**What needs to be done**:
Reproduce the full listing that appears beneath this instruction exactly.
:::::
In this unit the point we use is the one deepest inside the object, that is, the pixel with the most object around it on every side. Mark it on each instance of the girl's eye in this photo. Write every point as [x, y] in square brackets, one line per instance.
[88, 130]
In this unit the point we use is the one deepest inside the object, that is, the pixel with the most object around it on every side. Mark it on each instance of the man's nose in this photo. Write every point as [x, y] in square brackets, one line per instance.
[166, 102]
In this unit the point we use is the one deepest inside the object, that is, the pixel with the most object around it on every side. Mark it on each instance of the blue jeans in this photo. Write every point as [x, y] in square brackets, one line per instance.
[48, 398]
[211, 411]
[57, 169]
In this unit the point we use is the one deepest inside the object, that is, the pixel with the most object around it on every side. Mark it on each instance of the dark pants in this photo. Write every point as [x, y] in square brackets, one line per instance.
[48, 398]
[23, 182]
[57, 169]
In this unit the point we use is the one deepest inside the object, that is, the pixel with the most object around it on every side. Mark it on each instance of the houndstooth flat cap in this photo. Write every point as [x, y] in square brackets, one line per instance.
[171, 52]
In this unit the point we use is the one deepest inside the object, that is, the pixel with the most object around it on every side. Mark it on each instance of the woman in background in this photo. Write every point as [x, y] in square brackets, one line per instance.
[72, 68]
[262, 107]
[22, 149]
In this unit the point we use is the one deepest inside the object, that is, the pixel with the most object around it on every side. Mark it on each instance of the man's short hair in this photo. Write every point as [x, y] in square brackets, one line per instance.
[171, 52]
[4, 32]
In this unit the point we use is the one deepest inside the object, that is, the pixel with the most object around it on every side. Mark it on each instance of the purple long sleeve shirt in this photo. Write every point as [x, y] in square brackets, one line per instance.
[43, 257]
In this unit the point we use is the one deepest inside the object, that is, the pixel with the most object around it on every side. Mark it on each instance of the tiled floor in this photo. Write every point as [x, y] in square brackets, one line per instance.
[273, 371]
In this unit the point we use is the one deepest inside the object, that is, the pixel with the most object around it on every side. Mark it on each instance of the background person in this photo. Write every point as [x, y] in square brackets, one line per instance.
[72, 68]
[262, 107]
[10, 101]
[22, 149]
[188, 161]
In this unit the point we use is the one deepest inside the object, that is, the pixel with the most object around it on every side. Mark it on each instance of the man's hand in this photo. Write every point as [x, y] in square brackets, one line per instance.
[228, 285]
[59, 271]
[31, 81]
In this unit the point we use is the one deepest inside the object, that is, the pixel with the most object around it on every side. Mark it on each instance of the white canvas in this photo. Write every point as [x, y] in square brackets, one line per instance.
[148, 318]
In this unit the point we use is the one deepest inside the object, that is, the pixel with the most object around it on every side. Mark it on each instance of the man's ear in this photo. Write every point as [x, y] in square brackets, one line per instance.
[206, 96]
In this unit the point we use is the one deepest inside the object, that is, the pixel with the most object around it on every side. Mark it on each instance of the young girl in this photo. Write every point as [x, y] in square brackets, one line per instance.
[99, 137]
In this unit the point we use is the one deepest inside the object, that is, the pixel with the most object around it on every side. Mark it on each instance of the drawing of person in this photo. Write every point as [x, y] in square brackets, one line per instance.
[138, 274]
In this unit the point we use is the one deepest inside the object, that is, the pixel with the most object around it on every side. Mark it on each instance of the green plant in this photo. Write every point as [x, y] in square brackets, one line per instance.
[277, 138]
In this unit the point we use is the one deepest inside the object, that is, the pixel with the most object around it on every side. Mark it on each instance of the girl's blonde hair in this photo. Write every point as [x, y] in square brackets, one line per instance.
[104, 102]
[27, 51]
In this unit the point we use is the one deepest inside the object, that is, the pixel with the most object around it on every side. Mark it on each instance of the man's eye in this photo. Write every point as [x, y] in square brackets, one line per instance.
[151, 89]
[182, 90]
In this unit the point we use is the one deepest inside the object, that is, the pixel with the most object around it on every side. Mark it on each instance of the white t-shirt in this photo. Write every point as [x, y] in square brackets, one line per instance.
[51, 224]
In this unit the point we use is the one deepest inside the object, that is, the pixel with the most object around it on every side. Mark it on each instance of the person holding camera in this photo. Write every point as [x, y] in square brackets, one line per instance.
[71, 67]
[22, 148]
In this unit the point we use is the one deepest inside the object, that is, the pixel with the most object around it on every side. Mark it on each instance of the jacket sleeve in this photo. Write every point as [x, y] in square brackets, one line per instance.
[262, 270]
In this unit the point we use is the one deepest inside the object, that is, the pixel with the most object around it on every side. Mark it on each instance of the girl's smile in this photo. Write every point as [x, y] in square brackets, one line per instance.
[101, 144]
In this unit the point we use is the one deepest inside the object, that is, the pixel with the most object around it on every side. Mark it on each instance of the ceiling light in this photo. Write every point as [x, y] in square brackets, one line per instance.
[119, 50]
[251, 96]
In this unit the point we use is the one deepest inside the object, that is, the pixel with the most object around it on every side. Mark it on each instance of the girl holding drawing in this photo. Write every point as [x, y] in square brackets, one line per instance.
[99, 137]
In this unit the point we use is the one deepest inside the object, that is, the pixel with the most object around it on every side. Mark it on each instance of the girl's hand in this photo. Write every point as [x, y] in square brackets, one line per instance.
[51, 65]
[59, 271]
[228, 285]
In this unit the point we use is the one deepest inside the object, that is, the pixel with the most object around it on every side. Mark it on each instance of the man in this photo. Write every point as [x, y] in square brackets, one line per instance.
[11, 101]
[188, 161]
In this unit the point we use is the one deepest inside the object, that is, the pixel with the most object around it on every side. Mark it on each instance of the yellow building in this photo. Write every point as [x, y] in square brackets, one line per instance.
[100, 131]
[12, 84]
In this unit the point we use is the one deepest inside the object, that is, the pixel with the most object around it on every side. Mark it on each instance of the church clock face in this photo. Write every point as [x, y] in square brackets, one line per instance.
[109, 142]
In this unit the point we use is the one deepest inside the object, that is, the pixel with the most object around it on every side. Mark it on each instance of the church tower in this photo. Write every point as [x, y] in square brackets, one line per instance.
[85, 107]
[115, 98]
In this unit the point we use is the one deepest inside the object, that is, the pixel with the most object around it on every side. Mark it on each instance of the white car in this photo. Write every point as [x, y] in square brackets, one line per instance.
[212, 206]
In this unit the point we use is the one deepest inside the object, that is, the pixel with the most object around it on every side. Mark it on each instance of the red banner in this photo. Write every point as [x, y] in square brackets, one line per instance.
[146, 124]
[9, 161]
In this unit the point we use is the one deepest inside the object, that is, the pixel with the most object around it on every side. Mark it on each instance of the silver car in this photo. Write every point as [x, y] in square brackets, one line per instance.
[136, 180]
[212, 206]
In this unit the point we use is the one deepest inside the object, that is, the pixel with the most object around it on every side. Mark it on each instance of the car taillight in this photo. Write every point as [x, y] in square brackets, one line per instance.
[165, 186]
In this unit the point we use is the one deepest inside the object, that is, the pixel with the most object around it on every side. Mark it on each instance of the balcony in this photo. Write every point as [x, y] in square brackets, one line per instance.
:::::
**In response**:
In this unit the point we use is the one deepest inside the object, that is, the pixel with the most object around it on every side. Mark it on each instance of the girl's eye in this photo. Write every point as [x, y] in square brackets, one line per instance.
[88, 130]
In this unit the point we use is the one deepest inside the object, that is, the pixel with the most object around it on every side. Mark it on each instance of the man's nose in this photo. Write every point as [x, y] in square brackets, one line per instance.
[166, 102]
In this unit the point we use is the one deepest inside the object, that is, the pixel with the most object around it on every side. Mark it on each instance of the blue jeans in this photo. Write every point as [x, y] in square brackets, one line per instance.
[48, 398]
[211, 411]
[57, 169]
In this unit the point we use is the one deepest inside the object, that is, the pixel with the most object around it on every side. Mark it on each instance of the dark pants in this photo. Write every point as [x, y] in square brackets, one line per instance.
[48, 398]
[23, 182]
[57, 169]
In this unit the point we use is the one deepest inside the object, that is, the pixel with the most object around it on every side. Mark it on each instance of the houndstooth flat cap in this photo. Write every point as [x, y] in square brackets, one line per instance.
[171, 52]
In this unit the point we use is the one deepest inside the object, that is, the pixel with the most object around it on every side. Mark it on each instance of the woman in background in this photo. Write every point as [x, y] in square brackets, one line per instance.
[72, 68]
[262, 107]
[22, 149]
In this unit the point we use is the one deepest inside the object, that is, the pixel with the most object around it on every side. Mark it on each instance of the man's short hair in this photo. Write every point as [x, y] in square brackets, one line per instance.
[171, 52]
[4, 32]
In this unit the point we use is the one deepest inside the object, that is, the pixel with the most object around it on every side. Mark it on each instance of the purple long sleeve shirt in this photo. Write every point as [x, y] in square brackets, one line per instance.
[43, 257]
In this unit the point we use is the one deepest inside the object, that is, the pixel with the most object around it on every side. Mark it on each instance of the tiled floor in this photo. Write every point as [x, y] in square brackets, one line per instance.
[273, 371]
In this unit the point we use is the one deepest inside the object, that is, the pixel with the most object around it on every side. Mark it on each instance of the background person in this photo. Write every point as [x, y] in square brackets, one line per instance.
[72, 68]
[262, 107]
[10, 101]
[22, 149]
[188, 161]
In this unit the point we use is the one deepest inside the object, that is, the pixel with the most object around it on every side. Mark it on each instance of the man's hand in this photo. Write every point as [x, y] in square brackets, one line per instance.
[228, 285]
[59, 271]
[31, 81]
In this unit the point we use is the one deepest inside the object, that is, the pixel with the most object around it on every side. Mark it on each instance of the white canvas in this photo. Write every point as [x, y] in square brackets, one line per instance.
[148, 318]
In this unit the point we use is the one deepest inside the object, that is, the pixel with the most object around it on every side. Mark it on each instance of the man's ear in this photo. Write every point as [x, y] in square brackets, one line per instance.
[206, 96]
In this unit the point we use is the one deepest inside the object, that is, the pixel with the most object around it on every side. Mark it on each instance of the young girl in this photo. Write every point as [x, y] in square brackets, one line per instance.
[99, 137]
In this unit the point we use is the one deepest inside the object, that is, the pixel with the most object around it on every side. Mark it on each instance of the drawing of person in this photo. Write every point as [x, y] in square brackets, one line per instance.
[138, 274]
In this unit the point we use is the one deepest inside the object, that is, the pixel with the most object around it on every side. Mark it on each instance of the green plant in this photo. Write every point as [x, y] in square brackets, one line per instance.
[277, 138]
In this unit the point we use is the one deepest inside the object, that is, the pixel with the most object around it on every side. Mark it on each instance of the girl's blonde hair in this photo. Write every point as [x, y] in square brackets, one line per instance.
[104, 102]
[27, 51]
In this unit the point we use is the one deepest inside the object, that is, the pixel with the most object around it on every side. Mark it on each instance of the man's eye in this photo. Write every point as [x, y] in square brackets, one line per instance.
[151, 89]
[182, 90]
In this unit the point we use is the one deepest inside the object, that is, the pixel with the most object around it on every side. Mark it on each instance of the white t-shirt in this photo. Write every point as [x, y] in square brackets, one line per instance.
[51, 224]
In this unit the point we use is the one deepest inside the object, that is, the pixel with the most object around it on every side. Mark it on each instance of the person holding camera in this photo. Write every point as [x, y] in square brackets, one line per instance.
[71, 67]
[22, 148]
In this unit the point we use is the one deepest inside the object, that is, the pixel with the most object around it on every side. Mark it on each instance of the jacket sleeve in this photo. Write every point as [x, y] in square brackets, one line per instance.
[262, 270]
In this unit the point we use is the one deepest inside the object, that is, the pixel with the most object around it on every side. Mark it on each instance of the girl's smile in this photo. Write every point as [x, y] in square brackets, one line per instance.
[101, 144]
In this unit the point we use is the one deepest inside the object, that is, the pixel with the most object around it on every side. Mark it on each instance of the ceiling light in this photo. Write every point as [x, y] in square brackets, one line per instance.
[119, 50]
[251, 96]
In this unit the point we use is the one deepest inside the object, that is, the pixel with the most object around it on every side. Mark it on each instance of the girl holding drawing in this photo. Write every point as [x, y] in square brackets, one line per instance.
[99, 137]
In this unit the point we use is the one deepest inside the object, that is, the pixel with the most object around it on every side. Mark it on each instance of the girl's hand in this photo. Write every point as [x, y] in square brackets, one line per instance.
[51, 65]
[59, 271]
[228, 285]
In this unit the point we use is the one deepest inside the object, that is, the pixel with the most object around it on every side. Mark it on each instance of the man in this photo. Write every point as [x, y] in square brackets, one line per instance.
[11, 101]
[188, 161]
In this unit the point we use is the one deepest inside the object, that is, the pixel with the most object around it on every side. Mark it on each instance of the yellow building in this photo. Write every point as [x, y] in square brackets, one line per instance.
[100, 131]
[12, 84]
In this unit the point we use is the one deepest inside the object, that is, the pixel with the most object around it on every side. Mark it on each instance of the church clock face in this photo. Write every point as [x, y] in square brackets, one line per instance.
[109, 142]
In this unit the point we use is the one deepest inside the object, that is, the pixel with the most object around it on every side. Mark it on each instance of the church tower in this photo. Write every point as [x, y] in square brackets, one line per instance.
[85, 107]
[115, 98]
In this unit the point we use is the one deepest inside the object, that is, the pixel with the most object around it on every side. Mark it on each instance of the white car in this photo. Write every point as [x, y] in square brackets, one line per instance.
[212, 206]
In this unit the point we use is the one deepest inside the object, that is, the pixel with the most object around it on every side. Mark it on each instance of the red banner in this photo. Write every point as [x, y] in square brackets, one line per instance.
[146, 124]
[9, 161]
In this unit the point we use is the one deepest inside the object, that is, the pixel with the most object around it on every side. Mark it on each instance of the silver car in this photo. Write every point as [x, y] in square brackets, one line per instance.
[136, 180]
[212, 206]
In this unit the point we use is the one deepest inside the object, that is, the pixel with the most object around it on every side. Mark it on each instance of the car taillight in this photo. Write every point as [x, y] in square brackets, one line per instance.
[165, 186]
In this unit the point we use is the one deepest inside the object, that is, the pixel with the most object around it on every side. Mark it on each instance of the balcony in this photo. Write every point as [x, y] in square brackets, one line per instance.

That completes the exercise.